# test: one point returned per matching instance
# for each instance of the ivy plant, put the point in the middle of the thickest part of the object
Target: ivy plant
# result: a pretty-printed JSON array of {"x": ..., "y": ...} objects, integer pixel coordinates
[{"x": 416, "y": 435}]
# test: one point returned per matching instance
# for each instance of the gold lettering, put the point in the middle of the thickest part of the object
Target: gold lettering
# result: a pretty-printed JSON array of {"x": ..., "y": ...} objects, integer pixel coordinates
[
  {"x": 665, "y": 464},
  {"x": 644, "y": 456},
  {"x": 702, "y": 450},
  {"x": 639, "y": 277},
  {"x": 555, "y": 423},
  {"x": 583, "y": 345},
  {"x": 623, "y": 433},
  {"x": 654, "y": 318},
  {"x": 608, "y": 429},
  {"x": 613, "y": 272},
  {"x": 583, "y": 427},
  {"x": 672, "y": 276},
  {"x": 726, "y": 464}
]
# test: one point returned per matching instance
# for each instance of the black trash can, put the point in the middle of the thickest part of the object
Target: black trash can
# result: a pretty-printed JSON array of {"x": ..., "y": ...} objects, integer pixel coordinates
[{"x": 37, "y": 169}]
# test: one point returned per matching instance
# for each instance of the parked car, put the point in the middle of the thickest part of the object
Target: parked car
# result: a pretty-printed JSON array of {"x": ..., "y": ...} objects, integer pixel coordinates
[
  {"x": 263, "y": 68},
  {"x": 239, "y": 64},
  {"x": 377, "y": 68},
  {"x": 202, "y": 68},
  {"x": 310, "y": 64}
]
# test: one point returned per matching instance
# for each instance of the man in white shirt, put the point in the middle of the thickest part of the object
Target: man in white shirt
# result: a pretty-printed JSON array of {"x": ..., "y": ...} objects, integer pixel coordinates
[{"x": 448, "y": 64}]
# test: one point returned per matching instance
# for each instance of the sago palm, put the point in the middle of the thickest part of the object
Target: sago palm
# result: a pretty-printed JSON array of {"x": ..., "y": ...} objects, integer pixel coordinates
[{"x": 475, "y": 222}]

• **Exercise prompt**
Count the lines in the entries above that contain the word "palm", and give only the number.

• **Answer to the task**
2